The sad, comic life of Dr. Sammelsohn informs us about Vienna at the turn of the century, early psychoanalysis and utopian Esperantists, but its accurate historicism is always the background because we're so caught up in the lives of his characters. At times I thought of Nabokov's King of Zembla and at times of John Barth's poet in the Sot Weed Factor, but Skibell's characters are his own, original and lively.

I loved the novel for its realism, for its romantic tension and for its sentence by sentence brilliance. "
Reviews for A Blessing On The Moon

"Confirmation that no subject lies beyond the grasp of a gifted, committed imagination."
"Scene after scene is rich with emotion, humor and invention."
"Brilliant ... Astonishing. Skibell has turned the full light of his extraordinary talent and vision on one of history's darkest moments and taught us to see it again."
"Startlingly original ... Recalls the dark, hallucinatory world of Jerzy Kosinksi's The Painted Bird while at the same time surpassing it."
"As magical as it is macabre."
"Mesmerizing ... as rich as gold itself."
"A compelling tour de force, a surreal but thoroughly accessible page–turner."
"A work that combines the hallucinatory quality of D.M. Thomas's The White Hotel, the enigma of a Talmudic fable, the charm of a Yiddish folk tale, and the lyric surrealism of a Chagall painting ... A story that beguiles even as it breaks your heart."
Winner of the Richard and Hinda Rosenthal Foundation Award from the American Academy of Arts and Letters and the Steven Turner Award for First Fiction from the Texas Institute of Letters.
Reviews for The English Disease

"Skibell's latest is a witty and profound, moving and comic portrait of a crabby, middle–aged musicologist with a typically Jewish, post–Holocaust worldview. As he did in his first work, Skibell makes the potentially stale fresh, thanks to incisive, original images that redeem and shed new glimpses on what may, at first, appear to be old themes. Skibell succeeds, all the while giving us a complex work that, in testament to his gifts as a storyteller, is always a joy to read."
"The delight of the novel lies in the hilarity and finesse with which the protagonist Belski delivers his rueful, razor–sharp reports from the front lines of misery. Skibell's fictional chutzpah knows no bounds."
"The sophisticated interplay of conflicted faith and prosaic everyday life, and the clashes between inborn heritage and constructed love, are at the heart of this second novel by the author of the memorable A Blessing on the Moon. . . . The story moves to a surprisingly rich denouement in which Charles's dour intellectualism takes second place to his emotional fulfillment."
"Skibell returns with a wildly funny novel that is equal parts Philip Roth, Groucho Marx, and Woody Allen ... funny enough to make us forget about everything else."
"A widely entertaining story –– particularly because of the absurdist juxtapositions. The exposition on the Marx Brothers as a model of "the Ascent of the Assimilating Jewish Man" is priceless."
"Ferocious black comedy ... great bursts of energy, wit and humor..."
"A bristling and ironic intelligence moving with calculated steps across the tightrope of a story ... Skibell's special gift is to be intoxicated by prose and to know how to cast into the magic pools of language for wondrous things, which he pulls out phrase by phrase, sentence by sentence, page by page ... Skibell is a spectacular and troubled talent ... a court jester bearing tragic tales, a comedian of bitter memories ..."
Winner of the Jesse H. Jones Award for Best Fiction from the Texas Institute of Letters.

Recorded information:

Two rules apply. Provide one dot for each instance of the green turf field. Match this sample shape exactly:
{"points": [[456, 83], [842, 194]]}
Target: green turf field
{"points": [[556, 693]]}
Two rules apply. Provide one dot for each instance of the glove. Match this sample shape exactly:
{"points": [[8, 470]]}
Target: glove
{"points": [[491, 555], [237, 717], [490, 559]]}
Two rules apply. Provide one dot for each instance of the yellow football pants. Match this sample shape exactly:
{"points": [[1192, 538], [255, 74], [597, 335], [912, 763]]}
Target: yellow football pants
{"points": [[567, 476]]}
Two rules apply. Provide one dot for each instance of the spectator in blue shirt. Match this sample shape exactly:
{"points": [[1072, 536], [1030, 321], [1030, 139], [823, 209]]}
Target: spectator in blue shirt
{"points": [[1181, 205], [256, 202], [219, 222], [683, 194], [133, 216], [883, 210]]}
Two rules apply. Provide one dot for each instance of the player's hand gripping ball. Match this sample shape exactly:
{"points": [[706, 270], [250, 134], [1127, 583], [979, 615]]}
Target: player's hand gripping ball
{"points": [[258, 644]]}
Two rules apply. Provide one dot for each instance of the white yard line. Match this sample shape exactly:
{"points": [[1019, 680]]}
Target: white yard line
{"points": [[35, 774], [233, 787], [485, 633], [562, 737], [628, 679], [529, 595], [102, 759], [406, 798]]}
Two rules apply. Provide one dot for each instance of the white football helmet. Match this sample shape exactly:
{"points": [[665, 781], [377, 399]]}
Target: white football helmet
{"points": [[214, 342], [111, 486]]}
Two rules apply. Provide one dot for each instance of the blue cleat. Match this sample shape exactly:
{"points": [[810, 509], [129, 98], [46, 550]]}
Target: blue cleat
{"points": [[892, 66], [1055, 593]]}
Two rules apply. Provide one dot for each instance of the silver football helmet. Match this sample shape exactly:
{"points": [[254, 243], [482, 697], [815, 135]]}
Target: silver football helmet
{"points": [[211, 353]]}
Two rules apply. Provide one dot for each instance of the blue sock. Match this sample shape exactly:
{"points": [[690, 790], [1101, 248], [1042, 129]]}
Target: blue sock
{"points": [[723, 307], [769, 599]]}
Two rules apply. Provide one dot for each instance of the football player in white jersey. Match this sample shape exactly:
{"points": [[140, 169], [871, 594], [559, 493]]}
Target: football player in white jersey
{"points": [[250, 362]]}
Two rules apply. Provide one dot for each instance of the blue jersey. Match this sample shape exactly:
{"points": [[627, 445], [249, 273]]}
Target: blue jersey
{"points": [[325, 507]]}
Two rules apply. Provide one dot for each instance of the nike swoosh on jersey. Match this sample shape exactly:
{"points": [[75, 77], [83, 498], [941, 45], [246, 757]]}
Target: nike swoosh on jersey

Exercise aim: Copy the passage of the reviews between "The sad, comic" and "original and lively.", inclusive, word for word.

Output of the task:
The sad, comic life of Dr. Sammelsohn informs us about Vienna at the turn of the century, early psychoanalysis and utopian Esperantists, but its accurate historicism is always the background because we're so caught up in the lives of his characters. At times I thought of Nabokov's King of Zembla and at times of John Barth's poet in the Sot Weed Factor, but Skibell's characters are his own, original and lively.